* Fragment strony:
>>>>

Wraz ze spadkiem do II ligi wszystko runęło jak przysłowiowy domek z kart i trzeba było zacząć od zera?
— Rozpoczęliśmy proces tworzenia klubu na spójnych zasadach. Mamy długofalowy, co najmniej pięcioletni plan rozwoju, oparty na budowie trwałych fundamentów. Naturalnie wynik sportowy zawsze jest najważniejszy, ale on nigdy nie przychodzi od razu. Zmieniliśmy filozofię działania, wedle której patrzymy w perspektywie tego, co będzie za pięć lat, a nie za pięć dni. Celem jest wygrać piłkę nożną dla Olsztyna. Mamy młody zespół, którego trzon stanowią gracze z regionu, jest kilku wychowanków naszego klubu, wszyscy zawodnicy podpisują kontrakty z tzw. opcją. Coraz mniej w szeregach Dumy Warmii jest też zawodników wypożyczonych, co również uważam za pewien sukces.

Jako, że powiało optymizmem, to nie wypada nie zadać pytania, które w przypadku Stomilu instynktownie ciśnie się na usta: kiedy powrót do I ligi?
— Nie będę zaklinał rzeczywistości. Na ten moment chcemy walczyć o spokojne utrzymanie się w lidze. Wiemy, że czeka nas bardzo dużo swoistej pracy u podstaw. Oczywiście chciałbym powiedzieć, że już w tym roku awansujemy do I ligi, ale trzeba realnie patrzeć na rzeczywistość. Chcemy po prostu robić swoje i realizować długoterminowy plan. Od strony finansowej oczywiście jest ciężko. To rzeczywiście ewenement na skalę krajową, że bez większego wsparcia od samorządu i dużego sponsora lub inwestora, podejmujemy rękawicę, ale wierzymy, że uczciwie i rzetelnie pracując jesteśmy w stanie nawet na tym skromnym gruncie coś zbudować.

Relacje Stomilu z olsztyńskim ratuszem to nad wyraz szorstka przyjaźń. Na co obecnie możecie liczyć ze strony miasta?

<<<<

[Rekordy rozmieszczania punktów]
>>>>

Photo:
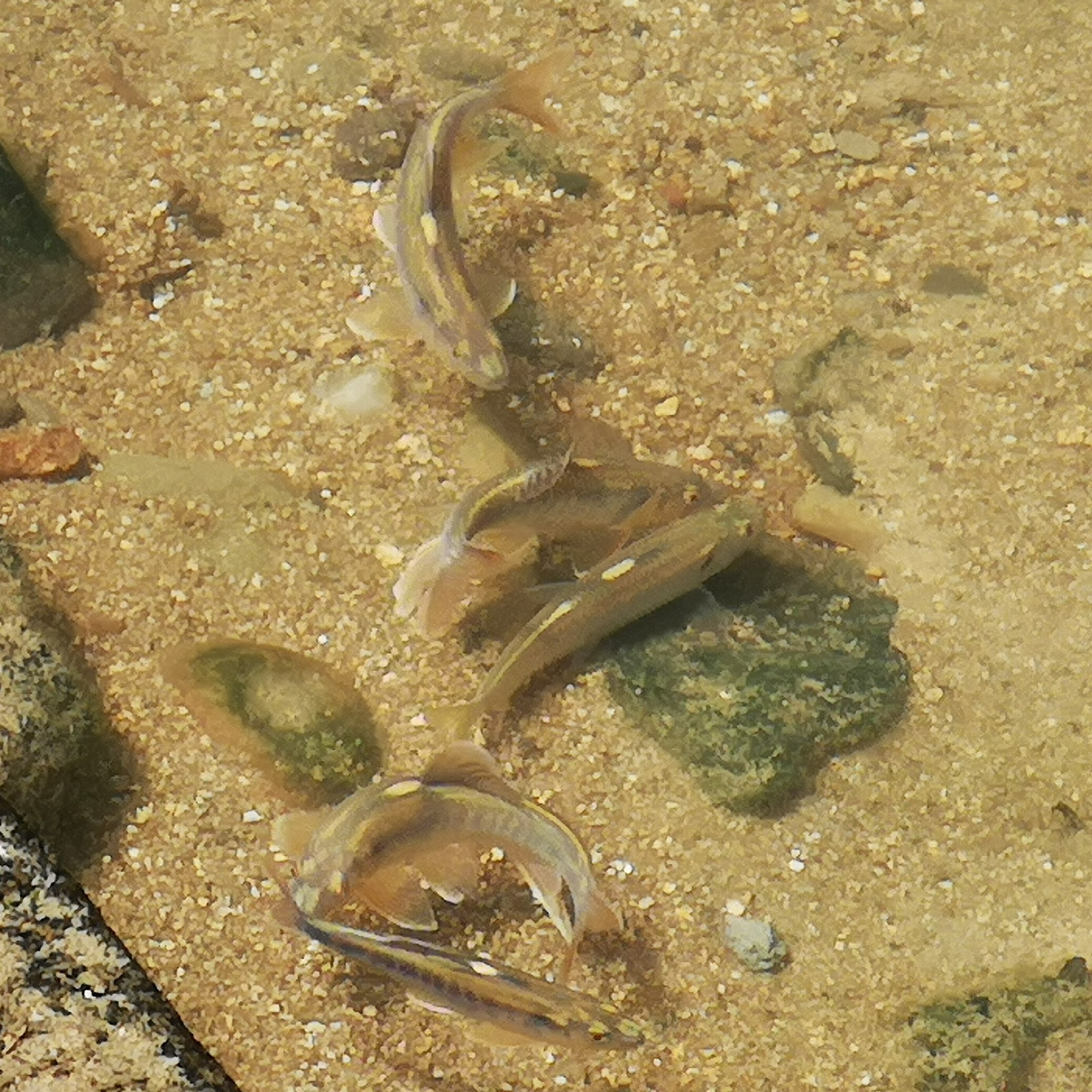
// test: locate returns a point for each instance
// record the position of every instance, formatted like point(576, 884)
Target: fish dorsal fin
point(466, 764)
point(397, 894)
point(545, 884)
point(292, 834)
point(450, 871)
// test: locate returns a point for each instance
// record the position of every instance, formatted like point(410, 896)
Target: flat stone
point(787, 662)
point(989, 1041)
point(77, 1010)
point(43, 286)
point(953, 281)
point(857, 146)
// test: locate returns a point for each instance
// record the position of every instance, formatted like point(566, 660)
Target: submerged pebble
point(364, 395)
point(38, 452)
point(307, 727)
point(787, 663)
point(756, 944)
point(984, 1042)
point(953, 281)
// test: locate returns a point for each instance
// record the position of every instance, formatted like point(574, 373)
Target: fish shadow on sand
point(545, 342)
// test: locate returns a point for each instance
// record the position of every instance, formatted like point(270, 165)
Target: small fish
point(630, 583)
point(387, 839)
point(522, 528)
point(444, 303)
point(506, 1006)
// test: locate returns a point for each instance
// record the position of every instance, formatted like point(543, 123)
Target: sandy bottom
point(932, 864)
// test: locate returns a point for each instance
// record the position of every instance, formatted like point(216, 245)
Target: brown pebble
point(38, 452)
point(10, 410)
point(857, 146)
point(953, 281)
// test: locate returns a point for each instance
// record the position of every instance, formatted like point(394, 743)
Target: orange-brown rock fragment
point(38, 452)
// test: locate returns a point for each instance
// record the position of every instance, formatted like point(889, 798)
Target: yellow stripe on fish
point(443, 303)
point(386, 840)
point(507, 1007)
point(645, 575)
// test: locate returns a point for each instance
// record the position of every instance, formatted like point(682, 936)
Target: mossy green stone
point(787, 663)
point(317, 731)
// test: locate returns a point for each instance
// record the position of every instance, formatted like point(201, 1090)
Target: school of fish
point(567, 550)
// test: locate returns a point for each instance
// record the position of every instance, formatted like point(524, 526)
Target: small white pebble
point(388, 555)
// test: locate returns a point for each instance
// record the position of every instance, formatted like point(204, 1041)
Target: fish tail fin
point(458, 720)
point(524, 91)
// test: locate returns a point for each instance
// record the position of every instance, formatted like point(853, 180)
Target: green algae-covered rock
point(985, 1043)
point(62, 767)
point(787, 663)
point(43, 286)
point(308, 727)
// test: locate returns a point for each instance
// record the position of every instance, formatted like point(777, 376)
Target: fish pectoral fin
point(418, 579)
point(494, 291)
point(494, 1036)
point(466, 764)
point(292, 832)
point(385, 220)
point(397, 894)
point(472, 154)
point(383, 316)
point(424, 1003)
point(451, 872)
point(545, 884)
point(514, 541)
point(458, 720)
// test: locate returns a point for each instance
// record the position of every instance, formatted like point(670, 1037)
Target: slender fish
point(507, 1006)
point(630, 583)
point(444, 302)
point(387, 839)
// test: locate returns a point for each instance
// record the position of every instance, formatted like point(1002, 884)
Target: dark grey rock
point(43, 288)
point(62, 767)
point(74, 1002)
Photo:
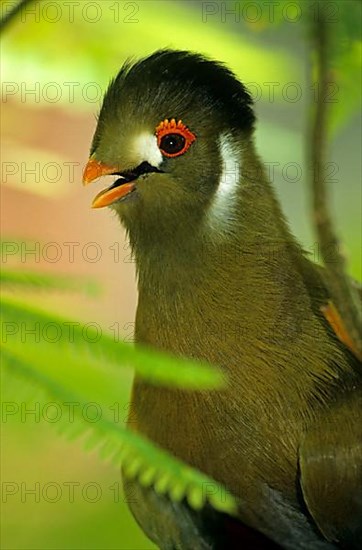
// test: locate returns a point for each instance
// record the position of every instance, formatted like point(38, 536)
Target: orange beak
point(94, 170)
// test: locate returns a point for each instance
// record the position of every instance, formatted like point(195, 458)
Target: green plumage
point(222, 279)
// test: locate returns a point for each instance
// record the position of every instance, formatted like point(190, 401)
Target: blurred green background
point(57, 59)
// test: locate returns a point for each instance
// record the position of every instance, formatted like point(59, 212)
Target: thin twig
point(343, 293)
point(12, 14)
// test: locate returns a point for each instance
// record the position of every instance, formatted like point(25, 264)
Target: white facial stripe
point(146, 149)
point(221, 208)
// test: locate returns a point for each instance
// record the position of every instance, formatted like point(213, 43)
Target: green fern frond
point(141, 459)
point(88, 349)
point(47, 281)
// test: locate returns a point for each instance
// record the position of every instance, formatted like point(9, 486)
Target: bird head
point(168, 124)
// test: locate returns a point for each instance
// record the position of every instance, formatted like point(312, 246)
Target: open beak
point(119, 189)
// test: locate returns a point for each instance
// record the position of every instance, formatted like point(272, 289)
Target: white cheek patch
point(145, 148)
point(221, 210)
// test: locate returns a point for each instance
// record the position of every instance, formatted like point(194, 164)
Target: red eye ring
point(171, 128)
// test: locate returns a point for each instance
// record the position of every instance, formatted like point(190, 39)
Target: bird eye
point(173, 138)
point(172, 144)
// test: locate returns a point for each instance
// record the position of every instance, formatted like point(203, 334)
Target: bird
point(222, 279)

<<<<

* Do wykonania:
1 > Przytocz dosłownie fragment wywiadu o Stomilu: zacznij od słów „Wraz ze spadkiem” i zakończ po słowach „za pewien sukces.”.
2 > Wymień wszystkie podmioty, od których według rozmówcy z wywiadu o Stomilu klub działa bez większego wsparcia.
3 > Przełóż na angielski to zdanie z wywiadu o Stomilu: „Mamy długofalowy, co najmniej pięcioletni plan rozwoju, oparty na budowie trwałych fundamentów.”
Rekordy stanowią materiał odrębny od tekstu.

* Odpowiedzi do zadań:
1 >
Wraz ze spadkiem do II ligi wszystko runęło jak przysłowiowy domek z kart i trzeba było zacząć od zera?
— Rozpoczęliśmy proces tworzenia klubu na spójnych zasadach. Mamy długofalowy, co najmniej pięcioletni plan rozwoju, oparty na budowie trwałych fundamentów. Naturalnie wynik sportowy zawsze jest najważniejszy, ale on nigdy nie przychodzi od razu. Zmieniliśmy filozofię działania, wedle której patrzymy w perspektywie tego, co będzie za pięć lat, a nie za pięć dni. Celem jest wygrać piłkę nożną dla Olsztyna. Mamy młody zespół, którego trzon stanowią gracze z regionu, jest kilku wychowanków naszego klubu, wszyscy zawodnicy podpisują kontrakty z tzw. opcją. Coraz mniej w szeregach Dumy Warmii jest też zawodników wypożyczonych, co również uważam za pewien sukces.

2 > samorząd, duży sponsor, inwestor

3 > We have a long-term development plan covering at least five years, based on building lasting foundations.